Problem requirements - Across the entries below, work out how many lines contain "image". Respond with the number and no other text.

[Collected data]
== Segment start ==
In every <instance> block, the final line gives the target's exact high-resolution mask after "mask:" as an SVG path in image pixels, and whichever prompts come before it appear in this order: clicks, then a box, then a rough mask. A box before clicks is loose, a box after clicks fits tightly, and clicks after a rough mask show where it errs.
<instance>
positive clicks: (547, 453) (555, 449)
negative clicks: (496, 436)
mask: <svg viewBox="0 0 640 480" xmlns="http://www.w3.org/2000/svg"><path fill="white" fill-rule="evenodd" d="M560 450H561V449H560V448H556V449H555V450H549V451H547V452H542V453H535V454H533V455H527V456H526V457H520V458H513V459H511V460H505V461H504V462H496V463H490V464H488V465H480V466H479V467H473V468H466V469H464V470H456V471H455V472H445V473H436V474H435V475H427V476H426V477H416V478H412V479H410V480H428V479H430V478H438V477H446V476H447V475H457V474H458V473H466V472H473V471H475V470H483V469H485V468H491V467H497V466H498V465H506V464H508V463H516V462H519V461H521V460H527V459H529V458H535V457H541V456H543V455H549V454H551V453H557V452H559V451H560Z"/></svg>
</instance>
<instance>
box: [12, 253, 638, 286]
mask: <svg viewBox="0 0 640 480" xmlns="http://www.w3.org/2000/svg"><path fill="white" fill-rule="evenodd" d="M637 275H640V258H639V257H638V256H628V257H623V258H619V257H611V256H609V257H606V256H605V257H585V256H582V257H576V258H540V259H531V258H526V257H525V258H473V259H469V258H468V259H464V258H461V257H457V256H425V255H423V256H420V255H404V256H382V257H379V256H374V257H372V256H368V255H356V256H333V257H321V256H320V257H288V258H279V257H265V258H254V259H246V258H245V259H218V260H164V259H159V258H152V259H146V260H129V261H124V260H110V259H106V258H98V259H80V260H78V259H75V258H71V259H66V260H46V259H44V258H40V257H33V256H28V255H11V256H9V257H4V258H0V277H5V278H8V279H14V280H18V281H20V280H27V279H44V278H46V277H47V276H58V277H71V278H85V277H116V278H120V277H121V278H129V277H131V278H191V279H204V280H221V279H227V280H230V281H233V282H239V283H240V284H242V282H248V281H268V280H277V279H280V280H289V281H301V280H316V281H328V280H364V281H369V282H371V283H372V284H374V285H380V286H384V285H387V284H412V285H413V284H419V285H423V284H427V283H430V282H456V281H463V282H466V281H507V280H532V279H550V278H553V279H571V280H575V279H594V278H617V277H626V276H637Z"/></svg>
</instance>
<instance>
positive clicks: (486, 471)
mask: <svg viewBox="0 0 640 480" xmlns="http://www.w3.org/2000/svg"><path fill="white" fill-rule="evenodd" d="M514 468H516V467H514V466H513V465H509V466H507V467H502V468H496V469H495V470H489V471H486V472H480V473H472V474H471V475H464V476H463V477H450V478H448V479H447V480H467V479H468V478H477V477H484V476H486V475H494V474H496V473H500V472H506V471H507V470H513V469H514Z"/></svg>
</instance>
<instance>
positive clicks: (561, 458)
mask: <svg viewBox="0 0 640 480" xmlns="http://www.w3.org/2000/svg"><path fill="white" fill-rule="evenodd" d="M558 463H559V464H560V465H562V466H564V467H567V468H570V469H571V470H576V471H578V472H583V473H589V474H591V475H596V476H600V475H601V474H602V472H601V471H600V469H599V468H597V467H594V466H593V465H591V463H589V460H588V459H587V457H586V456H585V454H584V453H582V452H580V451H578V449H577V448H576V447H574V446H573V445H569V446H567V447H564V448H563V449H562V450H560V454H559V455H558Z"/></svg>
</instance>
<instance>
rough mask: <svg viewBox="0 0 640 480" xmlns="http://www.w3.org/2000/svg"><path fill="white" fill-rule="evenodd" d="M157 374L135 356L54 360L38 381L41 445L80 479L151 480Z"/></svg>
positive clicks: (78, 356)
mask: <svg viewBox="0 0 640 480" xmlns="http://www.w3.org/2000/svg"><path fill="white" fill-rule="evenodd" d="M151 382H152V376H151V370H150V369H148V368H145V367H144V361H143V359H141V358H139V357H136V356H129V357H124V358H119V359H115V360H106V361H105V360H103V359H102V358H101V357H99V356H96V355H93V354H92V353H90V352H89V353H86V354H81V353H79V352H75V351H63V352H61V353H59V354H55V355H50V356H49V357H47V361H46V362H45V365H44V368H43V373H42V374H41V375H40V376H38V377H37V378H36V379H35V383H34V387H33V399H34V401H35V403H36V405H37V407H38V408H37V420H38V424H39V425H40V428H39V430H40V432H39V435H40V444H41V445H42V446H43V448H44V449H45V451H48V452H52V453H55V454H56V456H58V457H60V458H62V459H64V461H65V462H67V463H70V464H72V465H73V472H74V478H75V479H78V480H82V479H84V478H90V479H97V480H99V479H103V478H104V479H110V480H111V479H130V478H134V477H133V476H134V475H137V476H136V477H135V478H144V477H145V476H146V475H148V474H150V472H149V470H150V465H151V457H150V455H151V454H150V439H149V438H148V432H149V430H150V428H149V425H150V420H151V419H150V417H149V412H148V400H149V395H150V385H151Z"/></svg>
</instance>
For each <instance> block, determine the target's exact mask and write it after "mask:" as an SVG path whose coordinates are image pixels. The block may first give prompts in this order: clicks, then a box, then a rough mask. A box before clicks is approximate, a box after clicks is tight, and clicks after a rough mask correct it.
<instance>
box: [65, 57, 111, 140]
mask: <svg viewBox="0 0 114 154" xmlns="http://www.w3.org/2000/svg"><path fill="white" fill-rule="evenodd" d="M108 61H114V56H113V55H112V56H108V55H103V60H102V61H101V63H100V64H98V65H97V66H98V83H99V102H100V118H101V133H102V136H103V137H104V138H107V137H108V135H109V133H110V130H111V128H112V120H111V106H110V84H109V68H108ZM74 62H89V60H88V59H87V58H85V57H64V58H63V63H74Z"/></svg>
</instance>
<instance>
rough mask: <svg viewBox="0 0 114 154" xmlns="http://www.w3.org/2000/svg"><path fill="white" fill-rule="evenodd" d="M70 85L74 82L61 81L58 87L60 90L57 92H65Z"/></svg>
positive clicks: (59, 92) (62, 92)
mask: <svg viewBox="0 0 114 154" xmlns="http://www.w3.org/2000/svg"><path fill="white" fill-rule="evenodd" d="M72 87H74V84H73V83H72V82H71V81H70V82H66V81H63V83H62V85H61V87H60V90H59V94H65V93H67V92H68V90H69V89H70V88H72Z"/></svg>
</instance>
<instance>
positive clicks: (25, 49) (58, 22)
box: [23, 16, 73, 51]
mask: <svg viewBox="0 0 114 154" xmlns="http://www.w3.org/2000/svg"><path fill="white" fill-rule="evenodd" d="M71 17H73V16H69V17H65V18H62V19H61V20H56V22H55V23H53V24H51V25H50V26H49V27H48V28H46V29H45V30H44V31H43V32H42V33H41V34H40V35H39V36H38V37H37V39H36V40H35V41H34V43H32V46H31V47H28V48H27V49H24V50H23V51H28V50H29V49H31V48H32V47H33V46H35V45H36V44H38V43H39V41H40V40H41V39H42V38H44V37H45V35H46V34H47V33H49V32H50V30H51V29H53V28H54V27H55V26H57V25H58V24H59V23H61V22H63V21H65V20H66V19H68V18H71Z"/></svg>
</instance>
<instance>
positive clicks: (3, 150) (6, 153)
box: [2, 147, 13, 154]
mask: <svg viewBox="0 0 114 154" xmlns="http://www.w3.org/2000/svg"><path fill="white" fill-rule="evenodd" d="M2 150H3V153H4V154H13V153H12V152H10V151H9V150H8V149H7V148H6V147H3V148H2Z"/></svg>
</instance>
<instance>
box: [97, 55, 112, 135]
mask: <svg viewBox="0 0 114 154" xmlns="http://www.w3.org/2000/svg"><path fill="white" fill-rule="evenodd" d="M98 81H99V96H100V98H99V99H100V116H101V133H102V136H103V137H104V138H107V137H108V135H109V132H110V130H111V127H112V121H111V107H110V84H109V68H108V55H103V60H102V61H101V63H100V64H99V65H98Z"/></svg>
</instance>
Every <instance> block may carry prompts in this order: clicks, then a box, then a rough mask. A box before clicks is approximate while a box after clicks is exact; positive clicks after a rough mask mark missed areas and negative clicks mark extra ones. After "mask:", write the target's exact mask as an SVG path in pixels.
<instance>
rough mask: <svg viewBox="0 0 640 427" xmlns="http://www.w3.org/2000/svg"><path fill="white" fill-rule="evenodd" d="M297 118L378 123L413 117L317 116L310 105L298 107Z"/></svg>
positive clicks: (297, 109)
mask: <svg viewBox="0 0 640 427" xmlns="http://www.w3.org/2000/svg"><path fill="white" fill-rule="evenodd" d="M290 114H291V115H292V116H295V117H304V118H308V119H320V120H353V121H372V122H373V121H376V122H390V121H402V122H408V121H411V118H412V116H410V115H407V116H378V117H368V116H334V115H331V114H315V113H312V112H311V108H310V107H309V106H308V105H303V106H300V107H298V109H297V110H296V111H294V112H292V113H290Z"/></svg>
== Segment end ==
Response area - 2